>>>>
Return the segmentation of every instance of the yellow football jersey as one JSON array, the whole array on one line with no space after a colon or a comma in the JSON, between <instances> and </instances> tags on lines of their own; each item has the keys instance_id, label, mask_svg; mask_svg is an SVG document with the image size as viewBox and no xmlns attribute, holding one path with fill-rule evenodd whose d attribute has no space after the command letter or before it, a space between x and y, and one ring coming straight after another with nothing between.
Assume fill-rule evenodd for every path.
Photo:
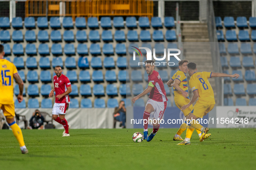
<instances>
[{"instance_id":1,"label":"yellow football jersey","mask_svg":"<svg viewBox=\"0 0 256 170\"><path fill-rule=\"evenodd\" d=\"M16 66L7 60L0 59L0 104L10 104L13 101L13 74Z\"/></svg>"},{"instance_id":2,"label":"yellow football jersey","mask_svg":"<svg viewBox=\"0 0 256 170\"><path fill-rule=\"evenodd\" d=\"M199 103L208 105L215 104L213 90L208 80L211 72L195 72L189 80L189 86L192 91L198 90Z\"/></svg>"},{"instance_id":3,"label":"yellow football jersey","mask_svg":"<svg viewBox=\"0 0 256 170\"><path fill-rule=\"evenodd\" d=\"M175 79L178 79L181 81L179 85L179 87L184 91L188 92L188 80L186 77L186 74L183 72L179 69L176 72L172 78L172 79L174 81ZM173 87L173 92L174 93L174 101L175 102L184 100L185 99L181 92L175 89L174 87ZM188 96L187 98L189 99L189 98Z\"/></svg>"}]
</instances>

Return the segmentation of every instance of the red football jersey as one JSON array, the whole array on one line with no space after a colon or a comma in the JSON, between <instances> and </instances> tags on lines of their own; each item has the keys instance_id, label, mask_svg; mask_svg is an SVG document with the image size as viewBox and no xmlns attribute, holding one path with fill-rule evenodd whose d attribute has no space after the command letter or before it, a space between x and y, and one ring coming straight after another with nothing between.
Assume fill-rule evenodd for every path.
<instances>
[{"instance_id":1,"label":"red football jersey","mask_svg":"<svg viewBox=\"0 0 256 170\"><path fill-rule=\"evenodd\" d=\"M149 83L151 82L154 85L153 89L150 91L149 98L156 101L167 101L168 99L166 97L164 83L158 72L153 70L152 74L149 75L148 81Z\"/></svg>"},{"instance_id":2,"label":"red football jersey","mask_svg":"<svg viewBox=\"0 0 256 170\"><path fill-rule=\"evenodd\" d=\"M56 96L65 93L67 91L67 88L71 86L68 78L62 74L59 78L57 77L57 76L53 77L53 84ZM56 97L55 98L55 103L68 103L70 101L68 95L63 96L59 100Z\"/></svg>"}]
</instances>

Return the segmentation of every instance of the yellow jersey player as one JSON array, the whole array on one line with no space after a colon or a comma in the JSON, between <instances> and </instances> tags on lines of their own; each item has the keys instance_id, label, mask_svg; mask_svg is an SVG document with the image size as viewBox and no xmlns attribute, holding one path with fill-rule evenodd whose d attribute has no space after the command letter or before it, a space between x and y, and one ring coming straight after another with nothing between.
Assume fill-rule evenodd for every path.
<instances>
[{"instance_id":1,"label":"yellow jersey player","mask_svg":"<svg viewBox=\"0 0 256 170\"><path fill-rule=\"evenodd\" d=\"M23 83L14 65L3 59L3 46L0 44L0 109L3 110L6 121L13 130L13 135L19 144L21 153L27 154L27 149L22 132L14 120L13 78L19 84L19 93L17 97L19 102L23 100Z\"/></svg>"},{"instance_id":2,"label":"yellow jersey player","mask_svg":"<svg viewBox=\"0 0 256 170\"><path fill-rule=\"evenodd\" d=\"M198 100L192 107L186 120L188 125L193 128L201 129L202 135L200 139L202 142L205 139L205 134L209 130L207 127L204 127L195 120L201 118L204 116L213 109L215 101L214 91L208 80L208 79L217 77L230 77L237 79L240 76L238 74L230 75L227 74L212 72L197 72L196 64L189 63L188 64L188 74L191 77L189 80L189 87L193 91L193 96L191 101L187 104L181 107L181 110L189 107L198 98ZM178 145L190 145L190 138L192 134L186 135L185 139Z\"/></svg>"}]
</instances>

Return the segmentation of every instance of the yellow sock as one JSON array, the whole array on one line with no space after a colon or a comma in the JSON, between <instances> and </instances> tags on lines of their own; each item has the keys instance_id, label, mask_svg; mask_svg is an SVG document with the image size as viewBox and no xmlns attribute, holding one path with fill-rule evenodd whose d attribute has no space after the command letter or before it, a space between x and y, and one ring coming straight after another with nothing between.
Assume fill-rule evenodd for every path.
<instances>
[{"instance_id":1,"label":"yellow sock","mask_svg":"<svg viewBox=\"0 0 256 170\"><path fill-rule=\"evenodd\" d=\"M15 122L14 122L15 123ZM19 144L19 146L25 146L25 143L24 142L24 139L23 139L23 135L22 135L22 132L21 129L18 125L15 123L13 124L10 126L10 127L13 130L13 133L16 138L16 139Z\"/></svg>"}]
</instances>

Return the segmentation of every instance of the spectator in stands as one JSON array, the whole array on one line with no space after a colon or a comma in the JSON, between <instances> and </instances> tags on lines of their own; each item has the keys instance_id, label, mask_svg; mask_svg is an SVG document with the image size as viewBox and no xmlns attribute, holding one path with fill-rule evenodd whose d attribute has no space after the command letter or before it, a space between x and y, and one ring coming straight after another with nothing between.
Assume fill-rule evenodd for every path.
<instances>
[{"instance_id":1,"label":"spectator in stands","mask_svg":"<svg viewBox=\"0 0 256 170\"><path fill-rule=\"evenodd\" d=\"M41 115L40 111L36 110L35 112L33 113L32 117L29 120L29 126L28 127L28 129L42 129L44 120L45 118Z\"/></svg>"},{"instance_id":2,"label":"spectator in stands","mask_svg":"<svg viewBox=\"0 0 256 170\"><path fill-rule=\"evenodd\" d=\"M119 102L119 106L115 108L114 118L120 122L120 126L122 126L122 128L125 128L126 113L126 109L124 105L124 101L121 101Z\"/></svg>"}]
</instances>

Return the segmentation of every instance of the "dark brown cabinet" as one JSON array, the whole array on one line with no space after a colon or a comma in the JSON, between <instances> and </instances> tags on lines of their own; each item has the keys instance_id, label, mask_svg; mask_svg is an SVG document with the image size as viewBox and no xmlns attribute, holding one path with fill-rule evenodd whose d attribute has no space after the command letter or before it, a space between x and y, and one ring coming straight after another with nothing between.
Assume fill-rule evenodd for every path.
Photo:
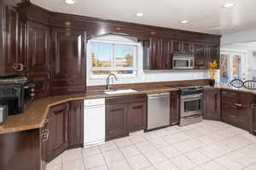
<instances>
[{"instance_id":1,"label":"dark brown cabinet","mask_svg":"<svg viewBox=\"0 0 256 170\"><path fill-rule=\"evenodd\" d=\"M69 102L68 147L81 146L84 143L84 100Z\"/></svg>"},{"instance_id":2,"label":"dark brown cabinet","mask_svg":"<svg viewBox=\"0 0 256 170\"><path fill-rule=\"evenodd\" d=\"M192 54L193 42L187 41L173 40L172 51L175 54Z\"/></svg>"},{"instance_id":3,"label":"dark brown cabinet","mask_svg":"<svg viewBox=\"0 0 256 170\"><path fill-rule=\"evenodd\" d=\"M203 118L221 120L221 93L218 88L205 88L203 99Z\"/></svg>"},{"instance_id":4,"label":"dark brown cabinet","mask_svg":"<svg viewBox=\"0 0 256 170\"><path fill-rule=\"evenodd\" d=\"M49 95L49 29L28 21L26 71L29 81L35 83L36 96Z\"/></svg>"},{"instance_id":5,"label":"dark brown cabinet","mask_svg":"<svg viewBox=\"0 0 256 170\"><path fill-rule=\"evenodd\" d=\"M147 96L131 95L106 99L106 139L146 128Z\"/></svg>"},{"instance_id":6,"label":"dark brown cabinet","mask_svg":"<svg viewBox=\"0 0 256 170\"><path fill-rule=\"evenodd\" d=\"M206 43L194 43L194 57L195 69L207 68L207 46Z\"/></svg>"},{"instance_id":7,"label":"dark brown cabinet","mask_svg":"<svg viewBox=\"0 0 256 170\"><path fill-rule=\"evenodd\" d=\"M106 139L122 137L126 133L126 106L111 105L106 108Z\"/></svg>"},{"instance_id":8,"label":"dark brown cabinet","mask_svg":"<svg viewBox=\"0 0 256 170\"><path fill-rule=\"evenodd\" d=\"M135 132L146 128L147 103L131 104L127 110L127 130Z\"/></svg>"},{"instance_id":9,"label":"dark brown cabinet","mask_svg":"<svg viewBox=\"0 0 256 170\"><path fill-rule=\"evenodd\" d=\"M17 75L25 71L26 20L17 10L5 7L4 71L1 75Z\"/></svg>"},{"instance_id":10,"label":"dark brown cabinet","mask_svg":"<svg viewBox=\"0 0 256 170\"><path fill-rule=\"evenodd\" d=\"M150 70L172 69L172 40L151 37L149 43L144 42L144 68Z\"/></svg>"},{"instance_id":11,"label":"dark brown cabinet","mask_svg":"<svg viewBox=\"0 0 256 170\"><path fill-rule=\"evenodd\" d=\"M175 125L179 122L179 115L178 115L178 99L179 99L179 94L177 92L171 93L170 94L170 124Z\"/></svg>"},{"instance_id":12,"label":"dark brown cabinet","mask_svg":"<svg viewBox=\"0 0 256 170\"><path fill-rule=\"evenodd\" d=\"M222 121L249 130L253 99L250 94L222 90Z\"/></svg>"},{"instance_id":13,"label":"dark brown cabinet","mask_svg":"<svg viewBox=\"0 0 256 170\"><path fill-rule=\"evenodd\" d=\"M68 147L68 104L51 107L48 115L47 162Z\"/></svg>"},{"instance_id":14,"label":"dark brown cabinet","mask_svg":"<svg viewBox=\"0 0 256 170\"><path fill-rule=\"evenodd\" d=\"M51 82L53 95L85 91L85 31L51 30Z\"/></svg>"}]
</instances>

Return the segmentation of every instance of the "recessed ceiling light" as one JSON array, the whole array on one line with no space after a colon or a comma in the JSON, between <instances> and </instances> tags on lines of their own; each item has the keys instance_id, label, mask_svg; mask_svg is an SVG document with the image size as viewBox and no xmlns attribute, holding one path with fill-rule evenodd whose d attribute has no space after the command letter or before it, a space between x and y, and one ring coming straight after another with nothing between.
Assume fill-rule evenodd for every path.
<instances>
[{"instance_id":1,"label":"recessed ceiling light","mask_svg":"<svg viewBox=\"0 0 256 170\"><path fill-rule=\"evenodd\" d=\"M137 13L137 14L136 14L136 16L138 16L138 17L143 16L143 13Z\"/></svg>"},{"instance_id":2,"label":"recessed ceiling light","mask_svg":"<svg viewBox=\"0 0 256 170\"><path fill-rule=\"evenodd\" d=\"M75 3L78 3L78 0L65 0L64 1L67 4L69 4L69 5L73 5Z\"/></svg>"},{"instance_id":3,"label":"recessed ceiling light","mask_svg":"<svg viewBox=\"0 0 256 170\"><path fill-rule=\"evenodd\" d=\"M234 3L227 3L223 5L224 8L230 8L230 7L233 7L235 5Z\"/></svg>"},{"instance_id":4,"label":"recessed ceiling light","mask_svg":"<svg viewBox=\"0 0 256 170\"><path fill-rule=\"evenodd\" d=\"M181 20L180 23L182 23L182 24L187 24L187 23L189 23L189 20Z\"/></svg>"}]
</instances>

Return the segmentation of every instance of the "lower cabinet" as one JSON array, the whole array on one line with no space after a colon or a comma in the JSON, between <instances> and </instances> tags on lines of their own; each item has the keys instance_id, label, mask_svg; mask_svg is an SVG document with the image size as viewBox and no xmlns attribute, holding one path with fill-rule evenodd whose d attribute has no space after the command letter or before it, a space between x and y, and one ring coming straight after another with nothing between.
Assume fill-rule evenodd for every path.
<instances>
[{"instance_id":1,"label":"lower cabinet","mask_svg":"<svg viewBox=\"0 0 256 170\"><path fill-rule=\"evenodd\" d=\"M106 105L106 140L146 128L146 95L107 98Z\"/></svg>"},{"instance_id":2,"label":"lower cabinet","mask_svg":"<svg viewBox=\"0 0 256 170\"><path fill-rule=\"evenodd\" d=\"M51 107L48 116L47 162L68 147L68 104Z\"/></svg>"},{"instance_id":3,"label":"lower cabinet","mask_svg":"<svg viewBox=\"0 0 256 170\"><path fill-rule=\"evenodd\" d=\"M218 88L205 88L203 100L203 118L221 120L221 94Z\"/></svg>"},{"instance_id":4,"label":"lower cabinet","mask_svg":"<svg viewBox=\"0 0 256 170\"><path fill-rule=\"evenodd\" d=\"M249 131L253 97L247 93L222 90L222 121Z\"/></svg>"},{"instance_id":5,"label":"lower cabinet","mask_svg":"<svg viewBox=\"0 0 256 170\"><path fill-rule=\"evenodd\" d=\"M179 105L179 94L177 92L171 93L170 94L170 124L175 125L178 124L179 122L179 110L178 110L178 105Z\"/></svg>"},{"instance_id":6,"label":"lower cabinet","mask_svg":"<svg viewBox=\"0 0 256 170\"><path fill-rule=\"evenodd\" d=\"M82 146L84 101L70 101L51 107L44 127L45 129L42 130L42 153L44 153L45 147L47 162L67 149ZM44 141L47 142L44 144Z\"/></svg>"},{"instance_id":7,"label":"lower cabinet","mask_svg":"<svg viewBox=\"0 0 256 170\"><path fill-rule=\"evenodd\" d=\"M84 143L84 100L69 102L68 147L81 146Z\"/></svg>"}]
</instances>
<<<<
Short problem >> State how many lines of the data above contain the string "sock". Give only the number.

Answer to this problem >> 2